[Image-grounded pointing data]
☆ ☆ ☆ ☆ ☆

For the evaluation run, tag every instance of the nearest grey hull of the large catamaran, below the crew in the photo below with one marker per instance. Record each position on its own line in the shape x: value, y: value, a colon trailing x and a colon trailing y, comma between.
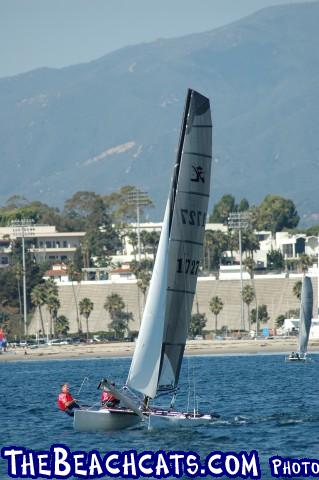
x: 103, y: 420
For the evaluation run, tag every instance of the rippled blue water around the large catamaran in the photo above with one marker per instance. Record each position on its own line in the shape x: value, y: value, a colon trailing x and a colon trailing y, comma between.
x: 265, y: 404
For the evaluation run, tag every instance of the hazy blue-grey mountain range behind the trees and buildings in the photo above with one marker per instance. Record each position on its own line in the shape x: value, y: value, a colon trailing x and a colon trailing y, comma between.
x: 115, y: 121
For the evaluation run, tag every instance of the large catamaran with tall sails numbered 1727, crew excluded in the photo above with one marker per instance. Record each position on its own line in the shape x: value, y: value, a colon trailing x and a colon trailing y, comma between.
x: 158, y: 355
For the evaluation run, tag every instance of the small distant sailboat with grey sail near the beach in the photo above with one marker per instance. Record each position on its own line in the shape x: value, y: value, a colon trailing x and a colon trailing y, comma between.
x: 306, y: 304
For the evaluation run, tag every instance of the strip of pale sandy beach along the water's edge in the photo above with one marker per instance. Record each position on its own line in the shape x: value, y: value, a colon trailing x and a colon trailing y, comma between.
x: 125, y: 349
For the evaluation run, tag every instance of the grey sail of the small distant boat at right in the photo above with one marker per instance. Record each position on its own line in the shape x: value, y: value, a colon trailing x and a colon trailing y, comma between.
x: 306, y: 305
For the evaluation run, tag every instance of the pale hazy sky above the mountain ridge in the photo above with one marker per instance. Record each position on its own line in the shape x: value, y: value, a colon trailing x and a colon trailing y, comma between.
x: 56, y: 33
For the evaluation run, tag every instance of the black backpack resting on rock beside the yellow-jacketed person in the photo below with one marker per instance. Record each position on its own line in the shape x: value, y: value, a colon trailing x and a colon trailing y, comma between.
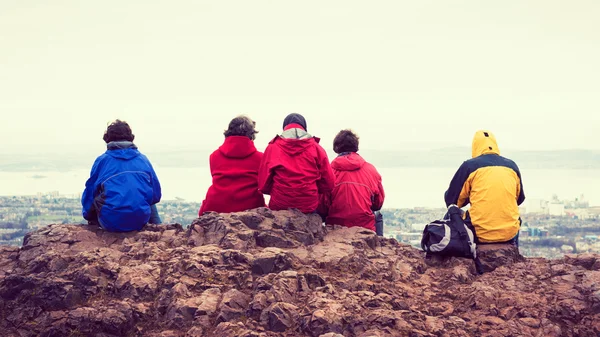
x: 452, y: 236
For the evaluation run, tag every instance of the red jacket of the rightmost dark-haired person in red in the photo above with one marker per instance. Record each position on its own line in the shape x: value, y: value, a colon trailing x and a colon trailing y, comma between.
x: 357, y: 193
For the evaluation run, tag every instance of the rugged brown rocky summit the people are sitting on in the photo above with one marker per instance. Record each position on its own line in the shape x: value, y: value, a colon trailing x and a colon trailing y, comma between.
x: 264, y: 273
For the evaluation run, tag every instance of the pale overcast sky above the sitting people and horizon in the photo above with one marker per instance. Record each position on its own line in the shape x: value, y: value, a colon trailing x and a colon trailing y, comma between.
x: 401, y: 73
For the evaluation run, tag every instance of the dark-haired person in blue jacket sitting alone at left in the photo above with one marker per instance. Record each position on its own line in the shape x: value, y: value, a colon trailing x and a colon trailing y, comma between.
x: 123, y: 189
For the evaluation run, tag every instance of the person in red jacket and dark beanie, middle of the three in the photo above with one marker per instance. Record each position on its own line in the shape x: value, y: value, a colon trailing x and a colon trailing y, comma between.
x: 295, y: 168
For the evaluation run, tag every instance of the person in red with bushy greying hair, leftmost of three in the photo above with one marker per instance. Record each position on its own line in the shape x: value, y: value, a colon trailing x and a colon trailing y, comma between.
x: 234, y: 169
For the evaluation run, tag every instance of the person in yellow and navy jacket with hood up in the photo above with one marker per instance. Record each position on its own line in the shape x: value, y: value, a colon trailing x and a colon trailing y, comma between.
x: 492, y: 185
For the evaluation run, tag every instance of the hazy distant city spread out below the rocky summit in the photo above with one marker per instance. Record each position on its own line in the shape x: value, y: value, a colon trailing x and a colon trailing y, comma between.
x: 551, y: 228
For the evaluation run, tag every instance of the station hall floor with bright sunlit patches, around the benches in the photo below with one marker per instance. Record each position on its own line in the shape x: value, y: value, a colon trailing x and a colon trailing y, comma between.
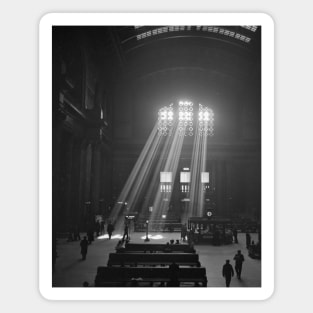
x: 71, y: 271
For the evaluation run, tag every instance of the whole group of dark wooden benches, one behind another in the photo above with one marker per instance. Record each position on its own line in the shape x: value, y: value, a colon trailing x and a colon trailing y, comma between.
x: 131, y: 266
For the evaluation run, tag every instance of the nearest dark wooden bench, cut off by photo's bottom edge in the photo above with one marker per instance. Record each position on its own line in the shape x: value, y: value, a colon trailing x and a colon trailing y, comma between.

☆ ☆ ☆ ☆ ☆

-- PROBLEM REQUIREMENTS --
Pictures stay out, and every line of the records is transcribed exactly.

-- SOLVED EXERCISE --
For the evaluation run, tag every instance of the nearest grey hull of the large catamaran, below the crew in the photo below with one marker per instance. Record each position on its own line in the shape x: value, y: value, a colon trailing x and a colon trailing y, comma between.
x: 103, y: 420
For the evaluation run, tag every instance of the rippled blue water around the large catamaran in the photo above with one marker per instance. Record each position on its own line in the shape x: value, y: value, a colon trailing x and a colon trailing y, comma between.
x: 265, y: 404
For the evaluation run, tag every instance of the hazy blue-grey mountain range behind the trees and buildings in the photo above with one marker per instance. Record each position on its own line in the shape x: value, y: value, a colon trailing x and a colon trailing y, comma between.
x: 115, y: 121
For the evaluation run, tag every instance of the large catamaran with tall sails numbered 1727, crew excluded in the photo above with one marker per instance. Record each position on its own line in the shape x: value, y: value, a colon trailing x and a colon trailing y, comma between.
x: 158, y: 355
For the evaluation run, tag every instance of the small distant sailboat with grey sail near the beach in the photo above with one marker per instance. Record each position on its own line in the shape x: value, y: value, a colon trailing x and a colon trailing y, comma between.
x: 306, y: 304
For the evaluation run, tag every instance of the strip of pale sandy beach along the water's edge in the photo above with one marker per instance. Record each position on its own line in the shape x: value, y: value, a colon trailing x and a colon trailing y, comma between.
x: 125, y: 349
For the evaluation run, tag every instance of the grey sail of the small distant boat at right in the photo above with one marker per instance. Record each position on its own line in the shape x: value, y: value, a colon trailing x and a colon trailing y, comma between.
x: 306, y: 305
For the evaluation run, tag every instance of the pale hazy sky above the mountain ridge in the photo above with one marker per instance. Record each position on its own line in the shape x: value, y: value, a colon trailing x and a colon trailing y, comma between.
x: 56, y: 33
For the evaluation run, tag every instance of the black backpack resting on rock beside the yellow-jacketed person in the photo below with one marker per instance. Record each position on its own line in the shape x: value, y: value, a colon trailing x and a colon trailing y, comma between.
x: 452, y: 236
For the evaluation run, tag every instance of the red jacket of the rightmost dark-haired person in red in the photo above with one marker per instance. Record each position on its own line in the shape x: value, y: value, a colon trailing x and a colon trailing y, comma between.
x: 357, y: 193
For the evaluation run, tag every instance of the rugged brown rocky summit the people are sitting on in the photo above with one marker per instance. Record each position on its own line in the shape x: value, y: value, a colon trailing x and a colon trailing y, comma between.
x: 264, y: 273
For the evaluation run, tag every instance of the pale overcast sky above the sitting people and horizon in the photo above with one marker per instance. Record each position on its own line in the shape x: value, y: value, a colon trailing x and a colon trailing y, comma between.
x: 401, y: 73
For the evaluation run, tag every instance of the dark-haired person in blue jacket sitting alone at left in the photo above with one marker per instance. Record each position on its own line in the shape x: value, y: value, a colon trailing x and a colon trailing y, comma between.
x: 123, y: 189
For the evaluation run, tag every instance of the person in red jacket and dark beanie, middle of the three in the photo above with one marker per instance. Record each position on its own line in the shape x: value, y: value, a colon trailing x and a colon trailing y, comma between.
x: 295, y: 168
For the evaluation run, tag every instance of the person in red with bushy greying hair, leftmost of three in the photo above with one marker per instance. Record each position on its own line in the shape x: value, y: value, a colon trailing x and a colon trailing y, comma between.
x: 234, y: 169
For the evaluation run, tag every instance of the person in yellow and navy jacket with hood up in the photo above with one marker per instance. Record each position on its own line in the shape x: value, y: value, a colon trailing x and a colon trailing y, comma between.
x: 492, y: 185
For the evaluation run, tag every instance of the hazy distant city spread out below the rocky summit in the photo above with one marker per instance. Record each position on its own line in the shape x: value, y: value, a colon trailing x and a colon trailing y, comma between.
x: 551, y: 228
For the evaluation run, tag every instance of the station hall floor with bright sunlit patches, around the benches in the photo below with one marker per instance. Record each position on its own line in the shape x: value, y: value, a colon trailing x and a colon trailing y, comma between.
x: 71, y: 271
For the evaluation run, tag every instance of the whole group of dark wooden benches, one behind another in the photo above with one marker per instance. Record each position on its own line in the shape x: value, y: value, a colon trailing x and a colon trailing y, comma between.
x: 131, y: 266
For the evaluation run, tag every instance of the nearest dark wooden bench, cut off by photo's bottom edge in the photo above with one marker per instance. Record each position on its own line in the shape x: value, y: value, a colon trailing x and a colon trailing y, comma between.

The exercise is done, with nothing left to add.